The problem
Gather all lines in the data that hold the string "oven".

-- -- --

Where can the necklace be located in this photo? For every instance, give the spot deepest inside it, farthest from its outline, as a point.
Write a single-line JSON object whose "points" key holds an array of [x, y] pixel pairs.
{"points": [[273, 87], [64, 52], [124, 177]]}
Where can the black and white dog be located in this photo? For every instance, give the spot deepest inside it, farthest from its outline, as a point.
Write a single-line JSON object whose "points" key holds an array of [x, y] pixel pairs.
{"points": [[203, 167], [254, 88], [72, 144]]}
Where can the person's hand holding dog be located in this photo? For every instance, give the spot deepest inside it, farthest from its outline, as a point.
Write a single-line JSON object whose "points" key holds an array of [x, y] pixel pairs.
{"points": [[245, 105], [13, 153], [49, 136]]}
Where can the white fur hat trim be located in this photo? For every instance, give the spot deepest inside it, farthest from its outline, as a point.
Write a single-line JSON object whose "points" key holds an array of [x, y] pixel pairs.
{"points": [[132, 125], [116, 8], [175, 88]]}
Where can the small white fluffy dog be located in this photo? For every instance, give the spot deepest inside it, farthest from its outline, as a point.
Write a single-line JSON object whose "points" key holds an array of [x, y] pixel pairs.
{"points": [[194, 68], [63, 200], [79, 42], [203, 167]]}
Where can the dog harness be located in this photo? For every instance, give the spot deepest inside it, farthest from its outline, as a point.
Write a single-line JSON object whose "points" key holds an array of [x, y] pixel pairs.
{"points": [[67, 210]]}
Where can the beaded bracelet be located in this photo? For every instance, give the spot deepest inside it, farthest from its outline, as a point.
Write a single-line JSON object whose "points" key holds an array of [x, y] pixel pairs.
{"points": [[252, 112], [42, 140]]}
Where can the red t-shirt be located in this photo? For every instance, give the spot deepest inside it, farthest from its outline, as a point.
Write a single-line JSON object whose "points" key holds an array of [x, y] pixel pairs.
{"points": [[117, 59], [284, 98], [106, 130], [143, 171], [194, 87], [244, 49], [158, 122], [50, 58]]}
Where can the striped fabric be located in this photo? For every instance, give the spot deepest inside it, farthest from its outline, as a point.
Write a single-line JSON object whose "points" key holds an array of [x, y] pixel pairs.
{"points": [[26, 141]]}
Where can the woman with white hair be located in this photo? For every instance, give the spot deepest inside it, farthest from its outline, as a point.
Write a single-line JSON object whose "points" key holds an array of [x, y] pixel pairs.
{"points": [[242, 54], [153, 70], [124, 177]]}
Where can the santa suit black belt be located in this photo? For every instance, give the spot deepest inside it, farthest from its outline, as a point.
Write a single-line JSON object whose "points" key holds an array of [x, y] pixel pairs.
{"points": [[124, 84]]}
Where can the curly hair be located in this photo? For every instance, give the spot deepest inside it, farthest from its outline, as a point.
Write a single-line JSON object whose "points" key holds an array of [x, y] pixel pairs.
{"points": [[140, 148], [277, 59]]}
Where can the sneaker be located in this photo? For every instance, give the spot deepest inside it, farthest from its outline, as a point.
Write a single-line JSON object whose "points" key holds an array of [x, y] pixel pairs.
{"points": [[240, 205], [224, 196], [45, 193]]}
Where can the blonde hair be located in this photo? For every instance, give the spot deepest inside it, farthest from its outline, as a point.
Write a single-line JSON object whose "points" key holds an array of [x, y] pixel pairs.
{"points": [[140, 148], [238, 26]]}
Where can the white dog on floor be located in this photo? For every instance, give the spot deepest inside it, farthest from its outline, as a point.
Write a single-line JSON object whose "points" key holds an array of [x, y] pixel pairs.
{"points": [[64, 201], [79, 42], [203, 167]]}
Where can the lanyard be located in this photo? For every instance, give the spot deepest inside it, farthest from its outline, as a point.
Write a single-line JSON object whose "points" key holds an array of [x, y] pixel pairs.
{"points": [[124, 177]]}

-- -- --

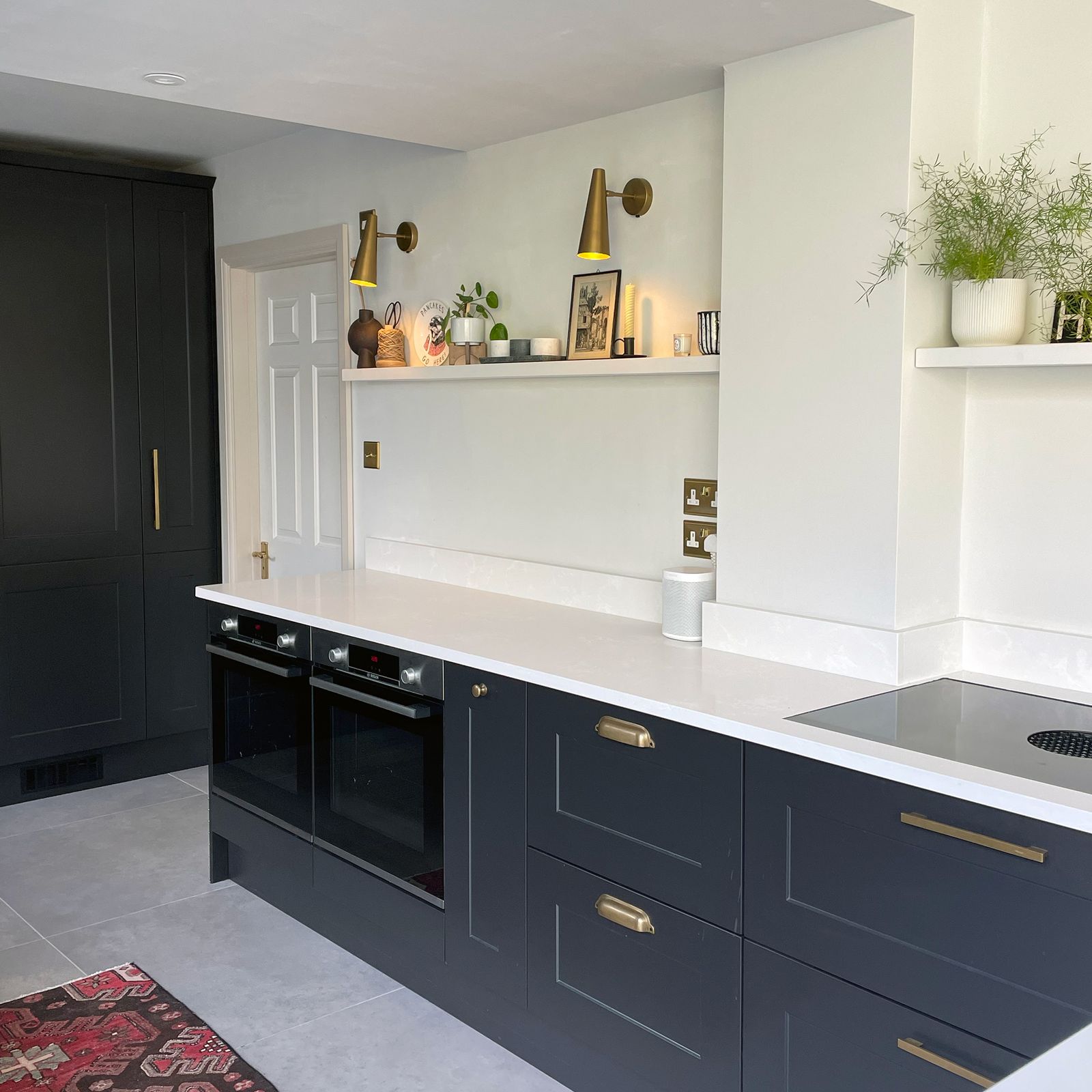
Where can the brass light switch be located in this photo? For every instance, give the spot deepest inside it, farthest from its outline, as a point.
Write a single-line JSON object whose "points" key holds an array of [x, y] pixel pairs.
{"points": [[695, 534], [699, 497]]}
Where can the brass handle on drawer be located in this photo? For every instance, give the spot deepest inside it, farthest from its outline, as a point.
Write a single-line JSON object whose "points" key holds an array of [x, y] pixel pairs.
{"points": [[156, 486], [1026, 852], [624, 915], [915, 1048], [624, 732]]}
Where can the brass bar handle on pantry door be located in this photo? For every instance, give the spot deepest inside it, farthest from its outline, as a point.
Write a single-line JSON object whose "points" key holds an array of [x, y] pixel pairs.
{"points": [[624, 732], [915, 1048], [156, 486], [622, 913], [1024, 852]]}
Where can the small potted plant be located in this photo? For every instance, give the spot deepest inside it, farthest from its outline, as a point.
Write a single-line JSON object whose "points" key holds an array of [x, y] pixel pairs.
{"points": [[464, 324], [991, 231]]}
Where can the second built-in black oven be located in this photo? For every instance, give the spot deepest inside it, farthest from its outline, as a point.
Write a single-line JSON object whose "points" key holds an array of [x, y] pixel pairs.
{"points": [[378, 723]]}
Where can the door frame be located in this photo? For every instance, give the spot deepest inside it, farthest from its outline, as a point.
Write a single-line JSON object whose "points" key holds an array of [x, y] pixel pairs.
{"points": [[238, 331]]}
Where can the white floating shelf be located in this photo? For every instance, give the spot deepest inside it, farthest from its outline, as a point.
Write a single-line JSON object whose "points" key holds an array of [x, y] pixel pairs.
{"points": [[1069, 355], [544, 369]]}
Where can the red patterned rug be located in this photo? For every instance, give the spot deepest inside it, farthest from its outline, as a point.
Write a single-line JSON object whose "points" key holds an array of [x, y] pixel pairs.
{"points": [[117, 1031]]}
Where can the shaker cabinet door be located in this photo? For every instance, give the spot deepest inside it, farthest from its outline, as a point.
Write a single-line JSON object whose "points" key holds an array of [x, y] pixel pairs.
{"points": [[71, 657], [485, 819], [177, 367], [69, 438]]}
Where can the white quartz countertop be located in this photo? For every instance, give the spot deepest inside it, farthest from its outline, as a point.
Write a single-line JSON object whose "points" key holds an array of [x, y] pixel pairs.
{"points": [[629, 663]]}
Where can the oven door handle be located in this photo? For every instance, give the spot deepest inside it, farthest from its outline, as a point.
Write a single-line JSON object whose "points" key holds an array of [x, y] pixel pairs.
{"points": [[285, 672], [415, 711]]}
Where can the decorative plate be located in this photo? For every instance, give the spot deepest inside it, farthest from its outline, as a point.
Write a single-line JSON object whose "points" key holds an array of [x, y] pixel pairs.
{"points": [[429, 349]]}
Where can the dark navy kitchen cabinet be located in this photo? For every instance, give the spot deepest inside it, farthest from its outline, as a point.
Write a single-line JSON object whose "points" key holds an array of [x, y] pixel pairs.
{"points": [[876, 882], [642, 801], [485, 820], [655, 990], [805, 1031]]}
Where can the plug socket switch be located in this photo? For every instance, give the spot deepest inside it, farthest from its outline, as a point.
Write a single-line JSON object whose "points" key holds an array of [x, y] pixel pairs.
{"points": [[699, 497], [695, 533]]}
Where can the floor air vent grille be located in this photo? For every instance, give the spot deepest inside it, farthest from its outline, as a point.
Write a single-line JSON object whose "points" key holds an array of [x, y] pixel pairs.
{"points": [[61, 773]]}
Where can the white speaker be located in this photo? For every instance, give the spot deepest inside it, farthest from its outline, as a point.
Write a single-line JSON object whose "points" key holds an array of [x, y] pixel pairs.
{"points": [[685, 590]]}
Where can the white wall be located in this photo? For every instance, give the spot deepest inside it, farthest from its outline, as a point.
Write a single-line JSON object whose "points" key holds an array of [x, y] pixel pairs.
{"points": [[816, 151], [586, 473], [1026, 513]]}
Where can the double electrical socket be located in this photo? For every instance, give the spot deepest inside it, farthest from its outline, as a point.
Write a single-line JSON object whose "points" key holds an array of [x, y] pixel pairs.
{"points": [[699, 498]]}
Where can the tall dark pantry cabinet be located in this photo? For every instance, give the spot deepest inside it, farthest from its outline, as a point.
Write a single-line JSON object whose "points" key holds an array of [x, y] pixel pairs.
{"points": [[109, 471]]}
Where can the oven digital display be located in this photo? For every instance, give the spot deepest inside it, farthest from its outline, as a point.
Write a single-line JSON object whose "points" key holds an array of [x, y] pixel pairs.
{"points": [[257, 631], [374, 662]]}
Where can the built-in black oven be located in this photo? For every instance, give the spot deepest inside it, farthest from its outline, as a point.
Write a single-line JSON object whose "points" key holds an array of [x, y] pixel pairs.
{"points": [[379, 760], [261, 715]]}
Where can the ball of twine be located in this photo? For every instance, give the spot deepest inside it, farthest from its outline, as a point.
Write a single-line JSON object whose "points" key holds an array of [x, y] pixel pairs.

-- -- --

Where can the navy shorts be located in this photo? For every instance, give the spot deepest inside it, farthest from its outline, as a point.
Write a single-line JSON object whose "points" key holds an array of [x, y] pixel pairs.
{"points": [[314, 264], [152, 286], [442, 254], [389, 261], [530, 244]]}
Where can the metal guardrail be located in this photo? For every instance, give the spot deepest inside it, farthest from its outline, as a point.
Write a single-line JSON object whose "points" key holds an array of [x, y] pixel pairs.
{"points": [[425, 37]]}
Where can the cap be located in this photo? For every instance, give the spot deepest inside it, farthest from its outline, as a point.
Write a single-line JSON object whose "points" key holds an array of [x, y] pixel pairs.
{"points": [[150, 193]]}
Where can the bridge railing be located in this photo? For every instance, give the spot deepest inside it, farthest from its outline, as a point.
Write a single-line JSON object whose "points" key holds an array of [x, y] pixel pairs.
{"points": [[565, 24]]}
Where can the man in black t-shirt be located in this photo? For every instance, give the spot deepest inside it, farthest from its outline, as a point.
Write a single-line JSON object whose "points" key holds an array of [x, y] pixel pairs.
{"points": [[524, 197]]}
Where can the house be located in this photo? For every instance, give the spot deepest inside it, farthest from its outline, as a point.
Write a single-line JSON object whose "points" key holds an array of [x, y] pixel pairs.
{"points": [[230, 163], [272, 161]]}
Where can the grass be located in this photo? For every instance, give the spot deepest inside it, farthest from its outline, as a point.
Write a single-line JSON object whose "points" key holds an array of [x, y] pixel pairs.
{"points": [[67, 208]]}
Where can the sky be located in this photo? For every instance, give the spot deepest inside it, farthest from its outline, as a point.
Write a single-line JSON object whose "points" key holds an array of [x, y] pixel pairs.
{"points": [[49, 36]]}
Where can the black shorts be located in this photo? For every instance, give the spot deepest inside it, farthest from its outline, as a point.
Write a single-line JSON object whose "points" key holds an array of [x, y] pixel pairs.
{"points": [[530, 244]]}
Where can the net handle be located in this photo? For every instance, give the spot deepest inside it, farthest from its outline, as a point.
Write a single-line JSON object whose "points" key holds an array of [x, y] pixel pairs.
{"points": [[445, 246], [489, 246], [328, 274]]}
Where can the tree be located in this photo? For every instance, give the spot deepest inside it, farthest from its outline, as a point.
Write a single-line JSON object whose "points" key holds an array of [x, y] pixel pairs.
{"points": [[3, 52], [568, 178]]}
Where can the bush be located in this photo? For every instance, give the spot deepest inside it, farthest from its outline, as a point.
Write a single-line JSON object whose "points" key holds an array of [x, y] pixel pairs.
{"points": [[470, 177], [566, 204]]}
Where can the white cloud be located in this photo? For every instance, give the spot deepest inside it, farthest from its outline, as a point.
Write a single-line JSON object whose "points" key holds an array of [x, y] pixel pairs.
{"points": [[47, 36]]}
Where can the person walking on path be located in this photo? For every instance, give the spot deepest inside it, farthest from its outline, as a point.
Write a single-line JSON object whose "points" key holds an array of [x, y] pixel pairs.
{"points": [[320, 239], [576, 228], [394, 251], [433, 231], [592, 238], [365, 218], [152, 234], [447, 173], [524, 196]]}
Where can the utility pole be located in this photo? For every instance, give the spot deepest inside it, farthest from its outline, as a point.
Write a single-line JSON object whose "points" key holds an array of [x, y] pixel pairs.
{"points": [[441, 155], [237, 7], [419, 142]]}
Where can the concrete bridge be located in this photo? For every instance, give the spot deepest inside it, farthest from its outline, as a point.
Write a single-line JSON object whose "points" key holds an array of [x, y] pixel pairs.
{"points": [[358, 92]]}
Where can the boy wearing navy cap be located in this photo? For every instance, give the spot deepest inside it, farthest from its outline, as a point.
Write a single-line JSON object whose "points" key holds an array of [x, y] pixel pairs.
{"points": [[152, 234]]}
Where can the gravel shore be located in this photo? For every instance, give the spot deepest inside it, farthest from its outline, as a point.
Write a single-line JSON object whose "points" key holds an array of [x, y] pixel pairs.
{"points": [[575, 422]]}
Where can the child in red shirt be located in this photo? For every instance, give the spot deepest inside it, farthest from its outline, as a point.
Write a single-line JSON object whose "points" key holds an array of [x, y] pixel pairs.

-- -- --

Task response
Where can the second built-in black oven be located in this photo? For every instance, give the spot deepest inside it, farthest from its outline, as a point.
Where can the oven door handle be located in this photo? For every instance, give the spot deepest inside it, farthest from its outline, as a point.
Where can the oven digital display be located in this photo? For every instance, give the spot deepest inside it, farthest from its outline, as a point.
Where can the built-in black oven be located in this photo? For every instance, give the spot deepest inside it, farthest from its outline, as a point.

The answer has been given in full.